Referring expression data
########
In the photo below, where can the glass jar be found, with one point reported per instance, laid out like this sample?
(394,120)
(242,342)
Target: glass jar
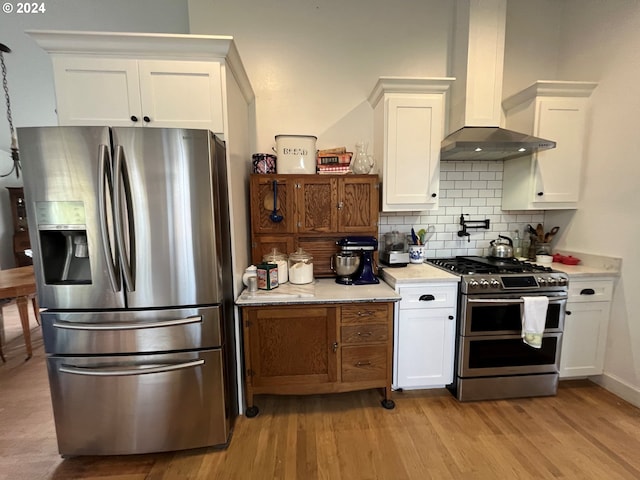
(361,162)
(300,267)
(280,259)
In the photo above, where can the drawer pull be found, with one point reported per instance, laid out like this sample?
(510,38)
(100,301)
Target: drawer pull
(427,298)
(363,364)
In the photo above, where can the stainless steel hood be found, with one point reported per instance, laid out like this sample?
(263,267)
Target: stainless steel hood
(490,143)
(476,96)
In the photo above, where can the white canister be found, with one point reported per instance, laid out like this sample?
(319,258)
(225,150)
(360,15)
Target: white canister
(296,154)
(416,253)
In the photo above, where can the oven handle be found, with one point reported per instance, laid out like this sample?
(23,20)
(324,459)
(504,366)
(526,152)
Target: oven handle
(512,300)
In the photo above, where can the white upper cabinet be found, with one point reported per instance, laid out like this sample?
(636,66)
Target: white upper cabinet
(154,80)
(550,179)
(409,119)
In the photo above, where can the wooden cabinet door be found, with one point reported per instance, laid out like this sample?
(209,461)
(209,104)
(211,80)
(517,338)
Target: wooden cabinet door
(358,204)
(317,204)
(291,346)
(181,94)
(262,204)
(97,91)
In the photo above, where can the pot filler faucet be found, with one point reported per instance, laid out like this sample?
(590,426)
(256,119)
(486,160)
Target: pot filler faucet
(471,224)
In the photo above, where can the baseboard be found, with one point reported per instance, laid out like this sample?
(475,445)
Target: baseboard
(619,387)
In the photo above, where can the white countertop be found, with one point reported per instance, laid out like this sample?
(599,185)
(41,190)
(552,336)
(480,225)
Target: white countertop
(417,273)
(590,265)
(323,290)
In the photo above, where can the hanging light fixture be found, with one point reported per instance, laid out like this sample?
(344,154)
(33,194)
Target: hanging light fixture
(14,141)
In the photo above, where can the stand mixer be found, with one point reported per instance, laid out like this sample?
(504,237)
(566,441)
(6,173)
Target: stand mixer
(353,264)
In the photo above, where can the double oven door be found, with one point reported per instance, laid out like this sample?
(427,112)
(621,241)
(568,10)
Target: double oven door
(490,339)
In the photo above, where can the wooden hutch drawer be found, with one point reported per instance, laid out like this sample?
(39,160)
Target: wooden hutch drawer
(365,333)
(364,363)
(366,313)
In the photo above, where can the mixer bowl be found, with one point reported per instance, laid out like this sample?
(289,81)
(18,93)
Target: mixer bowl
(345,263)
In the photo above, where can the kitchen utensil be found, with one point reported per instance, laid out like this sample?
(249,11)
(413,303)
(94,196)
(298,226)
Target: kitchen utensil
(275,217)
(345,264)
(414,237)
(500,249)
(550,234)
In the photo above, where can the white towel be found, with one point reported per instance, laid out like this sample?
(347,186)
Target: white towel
########
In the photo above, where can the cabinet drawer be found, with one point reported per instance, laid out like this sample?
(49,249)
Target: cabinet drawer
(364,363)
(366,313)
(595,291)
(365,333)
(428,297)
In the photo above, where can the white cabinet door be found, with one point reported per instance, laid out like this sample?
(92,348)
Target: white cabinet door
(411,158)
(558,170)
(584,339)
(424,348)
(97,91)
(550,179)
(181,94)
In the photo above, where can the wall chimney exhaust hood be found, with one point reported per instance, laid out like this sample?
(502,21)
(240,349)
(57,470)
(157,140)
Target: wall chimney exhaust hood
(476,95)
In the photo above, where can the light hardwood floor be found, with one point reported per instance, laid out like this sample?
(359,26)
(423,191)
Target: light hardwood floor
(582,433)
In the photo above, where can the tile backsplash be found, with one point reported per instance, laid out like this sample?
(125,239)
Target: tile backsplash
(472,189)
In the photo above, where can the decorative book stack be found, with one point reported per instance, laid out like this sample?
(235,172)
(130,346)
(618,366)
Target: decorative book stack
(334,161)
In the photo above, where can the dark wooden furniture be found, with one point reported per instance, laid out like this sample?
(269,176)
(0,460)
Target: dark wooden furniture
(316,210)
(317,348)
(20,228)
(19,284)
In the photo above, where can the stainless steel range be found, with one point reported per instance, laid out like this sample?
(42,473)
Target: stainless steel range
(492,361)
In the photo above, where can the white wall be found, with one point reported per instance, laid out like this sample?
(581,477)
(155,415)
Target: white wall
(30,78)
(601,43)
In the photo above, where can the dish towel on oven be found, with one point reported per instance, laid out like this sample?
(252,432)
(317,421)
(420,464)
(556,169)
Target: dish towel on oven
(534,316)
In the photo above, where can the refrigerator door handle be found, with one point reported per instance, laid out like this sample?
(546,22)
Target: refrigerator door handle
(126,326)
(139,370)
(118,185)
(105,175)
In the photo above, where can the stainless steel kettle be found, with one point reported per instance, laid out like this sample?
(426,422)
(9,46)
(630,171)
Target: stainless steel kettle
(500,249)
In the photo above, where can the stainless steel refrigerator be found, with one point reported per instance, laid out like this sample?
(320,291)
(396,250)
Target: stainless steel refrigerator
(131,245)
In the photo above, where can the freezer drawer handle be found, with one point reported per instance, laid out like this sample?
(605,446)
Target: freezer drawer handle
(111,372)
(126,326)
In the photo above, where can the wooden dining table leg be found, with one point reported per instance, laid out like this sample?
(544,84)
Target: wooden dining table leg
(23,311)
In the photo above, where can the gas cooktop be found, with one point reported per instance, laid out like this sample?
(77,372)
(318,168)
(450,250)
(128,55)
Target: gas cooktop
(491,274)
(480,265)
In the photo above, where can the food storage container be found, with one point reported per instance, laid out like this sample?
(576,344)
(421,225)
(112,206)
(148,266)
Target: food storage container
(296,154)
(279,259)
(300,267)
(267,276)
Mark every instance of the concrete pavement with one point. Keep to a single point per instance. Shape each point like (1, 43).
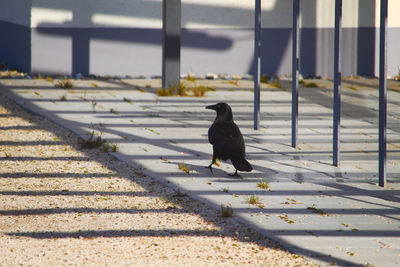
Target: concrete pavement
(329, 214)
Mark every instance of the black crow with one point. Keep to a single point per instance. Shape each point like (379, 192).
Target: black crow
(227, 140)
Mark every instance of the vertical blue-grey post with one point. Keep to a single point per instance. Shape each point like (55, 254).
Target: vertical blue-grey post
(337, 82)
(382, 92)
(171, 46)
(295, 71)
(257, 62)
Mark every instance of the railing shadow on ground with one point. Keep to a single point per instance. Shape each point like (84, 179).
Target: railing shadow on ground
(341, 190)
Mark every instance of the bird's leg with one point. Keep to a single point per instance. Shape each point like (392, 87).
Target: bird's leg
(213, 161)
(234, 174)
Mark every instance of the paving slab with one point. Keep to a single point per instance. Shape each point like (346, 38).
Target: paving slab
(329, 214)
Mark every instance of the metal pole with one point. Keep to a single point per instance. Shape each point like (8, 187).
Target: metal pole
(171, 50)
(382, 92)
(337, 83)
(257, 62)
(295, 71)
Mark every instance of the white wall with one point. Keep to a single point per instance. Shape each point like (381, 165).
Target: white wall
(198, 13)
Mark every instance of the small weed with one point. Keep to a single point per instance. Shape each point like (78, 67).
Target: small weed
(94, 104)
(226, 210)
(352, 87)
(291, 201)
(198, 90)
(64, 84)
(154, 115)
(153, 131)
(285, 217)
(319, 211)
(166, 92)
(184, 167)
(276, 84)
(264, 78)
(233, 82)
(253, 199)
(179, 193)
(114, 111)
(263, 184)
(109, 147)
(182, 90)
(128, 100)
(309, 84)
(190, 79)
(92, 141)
########
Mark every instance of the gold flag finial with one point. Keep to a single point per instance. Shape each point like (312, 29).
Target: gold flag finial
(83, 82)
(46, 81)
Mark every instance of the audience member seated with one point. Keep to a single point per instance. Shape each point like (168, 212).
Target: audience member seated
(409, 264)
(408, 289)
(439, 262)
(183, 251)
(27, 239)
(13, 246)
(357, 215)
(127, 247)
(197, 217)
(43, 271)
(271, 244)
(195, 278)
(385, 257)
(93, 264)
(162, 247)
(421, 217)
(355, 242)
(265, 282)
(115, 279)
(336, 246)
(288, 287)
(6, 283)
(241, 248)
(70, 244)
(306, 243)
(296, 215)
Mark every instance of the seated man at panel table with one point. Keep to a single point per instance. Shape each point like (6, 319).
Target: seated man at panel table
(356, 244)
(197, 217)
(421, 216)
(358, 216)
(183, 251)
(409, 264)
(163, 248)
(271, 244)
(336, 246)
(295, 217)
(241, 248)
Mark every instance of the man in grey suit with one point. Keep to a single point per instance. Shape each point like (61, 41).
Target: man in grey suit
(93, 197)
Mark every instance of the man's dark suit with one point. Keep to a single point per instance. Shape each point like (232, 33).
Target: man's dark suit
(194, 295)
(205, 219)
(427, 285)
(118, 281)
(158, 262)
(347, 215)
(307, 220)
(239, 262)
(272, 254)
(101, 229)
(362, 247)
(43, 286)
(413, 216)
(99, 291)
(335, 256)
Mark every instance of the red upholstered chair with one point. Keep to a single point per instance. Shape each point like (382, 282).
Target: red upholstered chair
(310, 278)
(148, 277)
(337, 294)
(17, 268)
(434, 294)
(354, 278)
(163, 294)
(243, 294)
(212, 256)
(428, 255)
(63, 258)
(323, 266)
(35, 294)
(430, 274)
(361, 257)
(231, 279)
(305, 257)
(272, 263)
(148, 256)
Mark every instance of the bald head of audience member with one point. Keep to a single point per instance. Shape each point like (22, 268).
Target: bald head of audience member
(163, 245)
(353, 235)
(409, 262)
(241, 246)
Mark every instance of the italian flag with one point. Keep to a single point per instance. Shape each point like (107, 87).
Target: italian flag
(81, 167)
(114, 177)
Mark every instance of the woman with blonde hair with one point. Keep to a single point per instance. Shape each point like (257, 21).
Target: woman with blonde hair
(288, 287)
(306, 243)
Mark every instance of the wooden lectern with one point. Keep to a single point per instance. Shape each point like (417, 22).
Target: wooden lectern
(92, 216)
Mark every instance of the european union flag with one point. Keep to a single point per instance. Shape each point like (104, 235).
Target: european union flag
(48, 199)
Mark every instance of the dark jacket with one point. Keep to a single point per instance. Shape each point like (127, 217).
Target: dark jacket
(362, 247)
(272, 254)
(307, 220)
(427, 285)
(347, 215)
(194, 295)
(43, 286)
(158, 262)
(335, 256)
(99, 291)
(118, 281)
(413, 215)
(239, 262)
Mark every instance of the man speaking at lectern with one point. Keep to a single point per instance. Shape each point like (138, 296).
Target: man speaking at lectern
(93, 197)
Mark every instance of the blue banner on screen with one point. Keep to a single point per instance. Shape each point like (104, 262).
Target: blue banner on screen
########
▶ **What the task asks**: The answer should be a single number giving how many lines in the records hold the word "banner".

▶ **Output**: 2